**Extrait fourni**
------------
Hépatite C : une éradication qui coûte cher

Un docteur de l'African Union Mission In Somalia lors d'un dépistage de l'hépatite C, du SIDA et du diabète. ©ODP VISIT

Éradiquer l’hépatite C avant 2030, tel était le plan de l’Organisation Mondiale de la Santé en 2016. De nombreux États africains sont hélas encore loin du compte, faute de dépenser les sommes nécessaires. Et le nombre de victimes continue d'augmenter.

Début novembre 2017, 21 spécialistes de l'hépatite C travaillant dans treize pays africains lancent ensemble un appel à leurs gouvernements. Ils leurs demandent de se mobiliser afin d’atteindre les objectif définis en 2016 par l’Organisation Mondiale de la Santé vis-à-vis de cette maladie : « réduire, d’ici à 2030, de 90% le nombre des nouveaux cas, et de 65% le nombre des décès dus à une hépatite virale ». En se fondant sur une synthèse des connaissances scientifiques, ces chercheurs affirment que ces objectifs sont réalistes, mais hélas encore loin d'être satisfaits.
------------
**Liste des activités**
a. D'après l'extrait sur l'hépatite C, combien de spécialistes de la maladie ont lancé un appel à leurs gouvernements début novembre 2017 ?
b. Recopiez le passage de l'extrait sur l'hépatite C qui commence par « Hépatite C : une » et se poursuit jusqu'à « victimes continue d'augmenter. ».
------------
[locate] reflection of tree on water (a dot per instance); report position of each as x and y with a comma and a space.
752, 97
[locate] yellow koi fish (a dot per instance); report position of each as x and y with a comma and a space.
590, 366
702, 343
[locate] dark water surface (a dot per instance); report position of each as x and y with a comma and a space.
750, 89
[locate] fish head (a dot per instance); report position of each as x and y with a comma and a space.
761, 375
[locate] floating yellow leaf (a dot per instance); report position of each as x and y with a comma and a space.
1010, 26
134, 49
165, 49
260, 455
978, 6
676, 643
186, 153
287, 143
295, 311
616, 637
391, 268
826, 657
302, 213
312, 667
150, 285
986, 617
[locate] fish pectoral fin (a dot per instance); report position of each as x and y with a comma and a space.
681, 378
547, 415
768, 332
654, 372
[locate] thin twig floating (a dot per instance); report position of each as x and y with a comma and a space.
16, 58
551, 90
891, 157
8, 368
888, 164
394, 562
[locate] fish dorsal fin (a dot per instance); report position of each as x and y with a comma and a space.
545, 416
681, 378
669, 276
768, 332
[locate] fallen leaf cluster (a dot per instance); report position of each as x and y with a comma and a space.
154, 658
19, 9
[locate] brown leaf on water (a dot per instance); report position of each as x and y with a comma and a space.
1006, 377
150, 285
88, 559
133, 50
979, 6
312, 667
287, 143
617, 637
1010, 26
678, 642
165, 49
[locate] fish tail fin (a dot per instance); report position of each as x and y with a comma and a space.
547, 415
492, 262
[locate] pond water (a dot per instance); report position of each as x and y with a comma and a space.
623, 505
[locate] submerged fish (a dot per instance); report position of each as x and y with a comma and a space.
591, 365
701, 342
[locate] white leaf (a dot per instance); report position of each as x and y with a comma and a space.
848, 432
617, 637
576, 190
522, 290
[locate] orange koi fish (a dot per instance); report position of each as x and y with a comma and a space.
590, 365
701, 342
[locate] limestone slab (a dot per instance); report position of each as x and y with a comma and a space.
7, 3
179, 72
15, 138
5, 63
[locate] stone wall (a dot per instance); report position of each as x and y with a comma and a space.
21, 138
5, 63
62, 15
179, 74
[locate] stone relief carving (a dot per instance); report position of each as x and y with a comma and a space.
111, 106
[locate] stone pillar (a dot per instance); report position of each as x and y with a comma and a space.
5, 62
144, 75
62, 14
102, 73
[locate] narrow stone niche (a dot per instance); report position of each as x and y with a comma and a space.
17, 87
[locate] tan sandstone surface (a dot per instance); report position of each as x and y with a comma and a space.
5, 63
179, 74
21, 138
------------
**Corrigés**
a. 21 spécialistes.

b.
Hépatite C : une éradication qui coûte cher

Un docteur de l'African Union Mission In Somalia lors d'un dépistage de l'hépatite C, du SIDA et du diabète. ©ODP VISIT

Éradiquer l’hépatite C avant 2030, tel était le plan de l’Organisation Mondiale de la Santé en 2016. De nombreux États africains sont hélas encore loin du compte, faute de dépenser les sommes nécessaires. Et le nombre de victimes continue d'augmenter.